Region pointing data:

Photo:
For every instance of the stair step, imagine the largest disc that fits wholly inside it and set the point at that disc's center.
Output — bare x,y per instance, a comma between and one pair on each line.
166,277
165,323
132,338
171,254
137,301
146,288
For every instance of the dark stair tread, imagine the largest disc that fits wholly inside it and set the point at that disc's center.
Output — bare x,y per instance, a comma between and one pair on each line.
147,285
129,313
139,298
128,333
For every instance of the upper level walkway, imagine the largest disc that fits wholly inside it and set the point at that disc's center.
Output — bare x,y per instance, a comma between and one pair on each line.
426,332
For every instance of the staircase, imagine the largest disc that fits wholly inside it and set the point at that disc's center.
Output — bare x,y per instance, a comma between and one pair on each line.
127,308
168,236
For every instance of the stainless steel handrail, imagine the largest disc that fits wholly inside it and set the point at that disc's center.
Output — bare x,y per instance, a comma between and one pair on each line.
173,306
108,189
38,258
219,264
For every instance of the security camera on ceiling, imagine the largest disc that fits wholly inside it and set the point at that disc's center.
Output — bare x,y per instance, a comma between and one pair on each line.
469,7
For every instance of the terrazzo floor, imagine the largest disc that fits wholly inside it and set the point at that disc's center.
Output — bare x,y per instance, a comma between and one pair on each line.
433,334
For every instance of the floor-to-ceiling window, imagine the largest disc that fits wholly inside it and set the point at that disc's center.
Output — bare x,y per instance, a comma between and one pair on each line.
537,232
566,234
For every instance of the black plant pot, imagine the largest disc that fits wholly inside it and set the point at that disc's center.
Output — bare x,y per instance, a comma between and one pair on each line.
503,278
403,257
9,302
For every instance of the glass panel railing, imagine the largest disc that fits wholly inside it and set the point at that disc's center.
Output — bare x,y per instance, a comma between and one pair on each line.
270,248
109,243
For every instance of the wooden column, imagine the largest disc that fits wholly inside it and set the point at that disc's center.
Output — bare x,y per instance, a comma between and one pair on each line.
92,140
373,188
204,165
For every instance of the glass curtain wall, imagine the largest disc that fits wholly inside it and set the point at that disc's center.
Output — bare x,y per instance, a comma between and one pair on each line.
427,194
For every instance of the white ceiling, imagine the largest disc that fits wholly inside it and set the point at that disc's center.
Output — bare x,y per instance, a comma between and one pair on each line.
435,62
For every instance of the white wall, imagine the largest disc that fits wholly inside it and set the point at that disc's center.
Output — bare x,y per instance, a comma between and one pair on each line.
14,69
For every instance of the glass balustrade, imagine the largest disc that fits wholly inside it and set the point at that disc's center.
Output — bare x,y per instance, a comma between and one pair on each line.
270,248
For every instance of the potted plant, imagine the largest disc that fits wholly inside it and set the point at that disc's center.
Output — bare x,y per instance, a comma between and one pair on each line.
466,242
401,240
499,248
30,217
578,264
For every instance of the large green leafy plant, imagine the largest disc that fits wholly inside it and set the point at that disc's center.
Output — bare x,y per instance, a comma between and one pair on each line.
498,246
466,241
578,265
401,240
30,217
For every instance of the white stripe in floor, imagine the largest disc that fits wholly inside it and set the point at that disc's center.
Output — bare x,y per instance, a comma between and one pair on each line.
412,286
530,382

Exercise –
Above are the entries. Quote exactly the lines from the one bearing "For every instance of the security" through the one bearing "For every instance of the wooden".

Solution for this problem –
For every instance of the security camera on ceiling, imagine the largest disc that fits wholly inside it and set the point at that disc's center.
Output — bare x,y per instance, a comma between and one pair on each line.
469,7
For every instance of the terrazzo floor, imagine the largest disc that fits wholly inside it and set the point at that disc's center.
Output — bare x,y per instance, a comma between and one pair on each line.
433,334
For every instance of the floor-to-ceiling window, imagine the largest disc that fits wholly inside it and set the point at that disc's center.
Output — bare x,y per instance, a comma between and one pair on each line.
537,232
566,234
For every instance of the black plant pot, imagine the largest disc that fits wholly inside it and set the point at that disc's center.
Output — bare x,y per instance, a comma between and one pair on each line.
503,278
403,257
9,302
For every instance of the glass panel railing, imagine the largest disc that fits wholly inside it and set the point at that disc's center.
Output — bare x,y per instance, a comma between and one pair on each line.
270,248
109,243
For every instance of the wooden column, imagine the largest disc that fits wholly inside it and set the point at that disc's center.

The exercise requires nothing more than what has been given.